Requirements> Copy each line of the items below character for character, keeping their order.

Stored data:

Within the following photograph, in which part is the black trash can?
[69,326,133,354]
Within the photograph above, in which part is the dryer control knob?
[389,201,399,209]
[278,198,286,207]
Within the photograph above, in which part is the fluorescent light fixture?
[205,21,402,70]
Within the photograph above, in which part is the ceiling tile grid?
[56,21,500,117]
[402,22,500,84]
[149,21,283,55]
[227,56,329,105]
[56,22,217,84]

Reply to the task>
Within the following photograph, in which part is the black trash can?
[69,326,133,354]
Within the photograph above, in which part is the dryer control knob?
[389,201,399,209]
[278,198,286,207]
Within the photograph above, in which part is the fluorescent light fixture?
[205,21,402,70]
Within the photograph above, in which part is the ceiling tile grid?
[56,21,500,117]
[402,22,500,84]
[149,21,283,55]
[227,56,329,105]
[56,22,217,84]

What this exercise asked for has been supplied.